=== Tarefas ===
**1)** No texto sobre Eta Carinae, que astrônomo subdividiu a constelação do Navio em constelações menores?
**2)** Segundo o texto sobre Eta Carinae, em quais constelações menores foi subdividida a constelação do Navio?

=== Texto fornecido ===
....
Por:
Nelson Travnik
Eta Carinae, como diz o nome, situa-se na constelação da Carina e é parte da constelação do Navio, Argus, que o astrônomo francês Nicholas L. de La Caille (1713-1762) subdividiu em três constelações menores: Carina, Quilha; Popa, Puppis e Vela, Vela. Eta Carinae é um dos astros mais intrigantes já vistos no firmamento. Um mistério que aos poucos vai sendo desvendado.
....
=== Registros ===
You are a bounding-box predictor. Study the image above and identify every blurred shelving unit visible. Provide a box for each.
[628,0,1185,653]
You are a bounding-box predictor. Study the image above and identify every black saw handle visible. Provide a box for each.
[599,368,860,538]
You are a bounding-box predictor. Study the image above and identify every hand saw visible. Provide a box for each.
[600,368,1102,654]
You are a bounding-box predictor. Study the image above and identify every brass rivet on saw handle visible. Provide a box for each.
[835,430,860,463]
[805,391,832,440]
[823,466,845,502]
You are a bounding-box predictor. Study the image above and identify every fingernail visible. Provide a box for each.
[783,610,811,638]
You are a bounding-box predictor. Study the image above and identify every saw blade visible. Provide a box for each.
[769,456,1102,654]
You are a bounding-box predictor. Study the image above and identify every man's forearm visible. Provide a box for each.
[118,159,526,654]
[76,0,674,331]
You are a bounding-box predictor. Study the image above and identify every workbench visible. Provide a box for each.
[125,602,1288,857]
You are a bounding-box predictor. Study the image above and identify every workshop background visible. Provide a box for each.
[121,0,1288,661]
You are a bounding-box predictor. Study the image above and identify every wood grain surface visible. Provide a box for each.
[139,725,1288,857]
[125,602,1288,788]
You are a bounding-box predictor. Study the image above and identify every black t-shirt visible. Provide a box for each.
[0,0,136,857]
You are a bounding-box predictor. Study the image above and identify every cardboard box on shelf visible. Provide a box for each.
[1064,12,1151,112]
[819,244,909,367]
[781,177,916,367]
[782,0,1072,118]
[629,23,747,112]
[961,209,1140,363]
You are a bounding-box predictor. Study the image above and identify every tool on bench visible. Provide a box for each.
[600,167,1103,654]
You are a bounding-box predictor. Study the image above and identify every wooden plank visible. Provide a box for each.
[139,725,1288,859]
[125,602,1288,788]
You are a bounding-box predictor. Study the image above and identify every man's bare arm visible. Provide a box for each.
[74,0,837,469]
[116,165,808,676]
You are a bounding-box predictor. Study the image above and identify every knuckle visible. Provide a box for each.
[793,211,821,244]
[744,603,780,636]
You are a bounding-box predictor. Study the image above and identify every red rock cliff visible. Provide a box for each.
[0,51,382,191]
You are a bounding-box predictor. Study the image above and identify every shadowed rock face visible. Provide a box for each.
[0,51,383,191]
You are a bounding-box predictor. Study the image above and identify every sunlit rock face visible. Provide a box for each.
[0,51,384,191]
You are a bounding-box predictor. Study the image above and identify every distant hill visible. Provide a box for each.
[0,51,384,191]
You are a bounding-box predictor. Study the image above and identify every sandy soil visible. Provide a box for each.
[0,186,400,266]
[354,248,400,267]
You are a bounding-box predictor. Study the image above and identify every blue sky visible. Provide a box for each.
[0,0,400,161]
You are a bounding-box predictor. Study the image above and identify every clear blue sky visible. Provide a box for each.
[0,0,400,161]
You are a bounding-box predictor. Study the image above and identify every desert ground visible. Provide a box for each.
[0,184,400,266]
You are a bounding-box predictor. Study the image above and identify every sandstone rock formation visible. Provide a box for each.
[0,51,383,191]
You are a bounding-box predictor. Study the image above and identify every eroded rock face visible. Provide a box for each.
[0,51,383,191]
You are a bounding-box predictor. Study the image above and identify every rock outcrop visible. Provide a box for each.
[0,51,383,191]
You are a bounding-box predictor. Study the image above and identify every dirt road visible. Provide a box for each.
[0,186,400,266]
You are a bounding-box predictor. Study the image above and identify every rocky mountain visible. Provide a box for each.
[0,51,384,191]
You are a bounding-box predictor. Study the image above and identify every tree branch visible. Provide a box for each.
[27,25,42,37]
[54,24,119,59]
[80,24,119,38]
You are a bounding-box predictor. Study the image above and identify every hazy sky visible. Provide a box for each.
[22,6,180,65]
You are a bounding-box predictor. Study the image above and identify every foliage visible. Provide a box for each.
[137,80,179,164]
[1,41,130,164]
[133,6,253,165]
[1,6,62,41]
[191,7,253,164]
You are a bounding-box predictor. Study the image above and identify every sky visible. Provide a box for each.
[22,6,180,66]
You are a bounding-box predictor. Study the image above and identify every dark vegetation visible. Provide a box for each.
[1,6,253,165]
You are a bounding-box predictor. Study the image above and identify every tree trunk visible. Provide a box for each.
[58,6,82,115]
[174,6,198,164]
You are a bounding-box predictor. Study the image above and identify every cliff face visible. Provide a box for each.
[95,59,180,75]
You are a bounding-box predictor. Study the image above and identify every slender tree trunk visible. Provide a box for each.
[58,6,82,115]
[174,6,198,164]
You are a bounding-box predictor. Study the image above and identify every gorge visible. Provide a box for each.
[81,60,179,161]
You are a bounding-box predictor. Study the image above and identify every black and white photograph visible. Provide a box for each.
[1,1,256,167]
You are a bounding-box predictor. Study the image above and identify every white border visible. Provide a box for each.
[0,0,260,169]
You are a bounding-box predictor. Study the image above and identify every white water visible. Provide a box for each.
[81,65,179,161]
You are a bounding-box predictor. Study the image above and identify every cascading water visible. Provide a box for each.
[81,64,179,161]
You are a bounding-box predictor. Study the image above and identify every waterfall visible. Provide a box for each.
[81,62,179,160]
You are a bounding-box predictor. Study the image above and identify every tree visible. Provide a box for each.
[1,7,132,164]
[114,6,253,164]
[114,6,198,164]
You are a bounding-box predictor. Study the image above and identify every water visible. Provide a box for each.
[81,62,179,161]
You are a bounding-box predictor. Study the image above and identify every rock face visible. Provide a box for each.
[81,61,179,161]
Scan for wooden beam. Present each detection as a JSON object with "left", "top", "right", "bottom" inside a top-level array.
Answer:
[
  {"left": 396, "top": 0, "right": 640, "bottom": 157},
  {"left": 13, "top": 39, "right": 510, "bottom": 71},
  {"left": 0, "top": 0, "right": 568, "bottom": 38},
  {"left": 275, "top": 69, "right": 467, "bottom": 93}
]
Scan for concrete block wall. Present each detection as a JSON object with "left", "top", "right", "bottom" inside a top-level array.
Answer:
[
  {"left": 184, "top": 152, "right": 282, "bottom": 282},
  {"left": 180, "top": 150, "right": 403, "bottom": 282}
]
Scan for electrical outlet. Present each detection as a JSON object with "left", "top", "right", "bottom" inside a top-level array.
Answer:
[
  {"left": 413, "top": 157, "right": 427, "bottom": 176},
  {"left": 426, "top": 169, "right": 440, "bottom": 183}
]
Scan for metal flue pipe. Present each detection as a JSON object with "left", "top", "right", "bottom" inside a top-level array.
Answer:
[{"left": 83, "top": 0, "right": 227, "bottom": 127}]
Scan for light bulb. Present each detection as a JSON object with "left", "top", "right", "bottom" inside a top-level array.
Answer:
....
=== Soluções completas ===
**1)** O astrônomo francês Nicholas L. de La Caille (1713-1762).

**2)** Carina (Quilha), Puppis (Popa) e Vela.